(Location identification items)

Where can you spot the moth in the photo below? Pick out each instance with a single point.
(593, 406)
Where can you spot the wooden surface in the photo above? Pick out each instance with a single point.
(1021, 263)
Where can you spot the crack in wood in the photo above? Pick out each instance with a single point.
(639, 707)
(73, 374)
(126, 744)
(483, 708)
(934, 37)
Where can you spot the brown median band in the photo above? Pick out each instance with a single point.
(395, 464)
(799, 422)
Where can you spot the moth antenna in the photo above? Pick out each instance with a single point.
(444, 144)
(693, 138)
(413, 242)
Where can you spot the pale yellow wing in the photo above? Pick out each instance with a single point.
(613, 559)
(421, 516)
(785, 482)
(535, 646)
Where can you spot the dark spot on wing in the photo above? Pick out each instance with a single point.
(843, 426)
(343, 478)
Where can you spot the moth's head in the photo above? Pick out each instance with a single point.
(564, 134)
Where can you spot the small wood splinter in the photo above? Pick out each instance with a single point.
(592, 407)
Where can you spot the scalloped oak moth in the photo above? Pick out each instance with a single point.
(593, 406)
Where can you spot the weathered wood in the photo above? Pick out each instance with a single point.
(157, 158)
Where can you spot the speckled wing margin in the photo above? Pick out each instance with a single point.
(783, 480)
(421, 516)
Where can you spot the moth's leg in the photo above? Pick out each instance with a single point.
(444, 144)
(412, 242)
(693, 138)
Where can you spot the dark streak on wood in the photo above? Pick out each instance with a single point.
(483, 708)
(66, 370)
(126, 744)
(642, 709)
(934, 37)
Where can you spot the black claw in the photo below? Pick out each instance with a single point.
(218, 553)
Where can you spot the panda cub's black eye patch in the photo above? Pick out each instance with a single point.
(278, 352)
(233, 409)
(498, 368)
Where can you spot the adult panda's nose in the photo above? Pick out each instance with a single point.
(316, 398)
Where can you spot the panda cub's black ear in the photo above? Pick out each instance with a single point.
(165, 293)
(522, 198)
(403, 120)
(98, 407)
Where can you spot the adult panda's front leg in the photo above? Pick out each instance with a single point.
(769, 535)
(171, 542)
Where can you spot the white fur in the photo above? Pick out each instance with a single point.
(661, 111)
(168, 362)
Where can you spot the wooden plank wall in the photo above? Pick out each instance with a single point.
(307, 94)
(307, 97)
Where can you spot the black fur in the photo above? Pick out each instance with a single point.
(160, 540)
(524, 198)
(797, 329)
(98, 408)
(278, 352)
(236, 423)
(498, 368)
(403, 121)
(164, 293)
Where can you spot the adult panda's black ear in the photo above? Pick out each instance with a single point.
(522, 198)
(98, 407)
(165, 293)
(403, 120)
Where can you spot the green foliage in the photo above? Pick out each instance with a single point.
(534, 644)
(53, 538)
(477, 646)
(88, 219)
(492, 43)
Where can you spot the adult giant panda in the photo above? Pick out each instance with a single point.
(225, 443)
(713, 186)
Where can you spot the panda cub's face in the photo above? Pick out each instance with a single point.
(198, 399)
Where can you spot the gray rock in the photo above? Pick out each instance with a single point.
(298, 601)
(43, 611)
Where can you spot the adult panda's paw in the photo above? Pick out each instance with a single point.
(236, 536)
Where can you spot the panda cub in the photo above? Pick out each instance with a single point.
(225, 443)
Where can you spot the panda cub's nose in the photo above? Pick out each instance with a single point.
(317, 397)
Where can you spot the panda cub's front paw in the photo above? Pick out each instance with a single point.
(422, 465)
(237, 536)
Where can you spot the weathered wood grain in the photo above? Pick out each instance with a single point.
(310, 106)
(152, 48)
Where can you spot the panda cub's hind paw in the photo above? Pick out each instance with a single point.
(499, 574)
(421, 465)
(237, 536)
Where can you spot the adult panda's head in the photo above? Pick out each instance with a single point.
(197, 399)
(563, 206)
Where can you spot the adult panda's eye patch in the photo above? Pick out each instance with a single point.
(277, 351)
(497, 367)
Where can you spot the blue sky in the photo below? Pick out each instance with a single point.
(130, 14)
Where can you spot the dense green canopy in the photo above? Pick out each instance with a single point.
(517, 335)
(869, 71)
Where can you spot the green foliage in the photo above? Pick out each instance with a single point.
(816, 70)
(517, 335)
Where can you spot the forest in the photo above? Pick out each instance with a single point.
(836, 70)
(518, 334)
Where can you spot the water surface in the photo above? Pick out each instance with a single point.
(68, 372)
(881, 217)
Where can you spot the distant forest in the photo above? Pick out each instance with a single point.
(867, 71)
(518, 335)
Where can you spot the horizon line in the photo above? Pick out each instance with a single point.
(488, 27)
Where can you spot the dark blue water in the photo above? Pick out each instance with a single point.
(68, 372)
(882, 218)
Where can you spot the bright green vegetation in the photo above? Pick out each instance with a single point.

WHAT THE TASK ASKS: Each line from the one containing "Where can you spot the panda cub's front" to the end of the listing above should be copied exactly, and nothing else.

RIGHT ANSWER:
Where can you spot the panda cub's front paw in the photo above? Pick out each instance with a single point.
(422, 465)
(237, 536)
Where can you spot the weathered wood grain in the photo above? Pick out each instance with a single point.
(310, 106)
(152, 48)
Where can you spot the panda cub's hind paw in the photo above? Pick out each instance with a single point.
(499, 574)
(421, 465)
(237, 536)
Where can you spot the adult panda's head in the photo above? Pick out each instance with a single point.
(197, 399)
(563, 206)
Where can you spot the adult panda's eye patch in the photo above? Pick out each instance with a single point.
(277, 351)
(497, 367)
Where can you spot the blue sky in the photo below? Pick out each instance with a single point.
(130, 14)
Where can you spot the dense green canopy in the photo above? Pick out each instance with a single point.
(517, 335)
(869, 71)
Where can you spot the green foliage in the photo above? Pick out each instance with a single point.
(816, 70)
(517, 335)
Where can you spot the forest in the photo above? Pick out each instance with a single point.
(836, 70)
(518, 334)
Where can you spot the water surface in the photo above? Pick out each instance with a single point.
(68, 372)
(881, 217)
Where can you spot the distant forest in the photo above? Pick out each instance with a single point.
(867, 71)
(518, 335)
Where can you spot the horizon line in the photo above? Pick out each instance with a single point.
(488, 27)
Where can you spot the dark blue water in the photo above? Pick out each instance with a single point.
(68, 372)
(882, 218)
Where can you spot the bright green vegetation in the photo above? Pick out each instance with a single point.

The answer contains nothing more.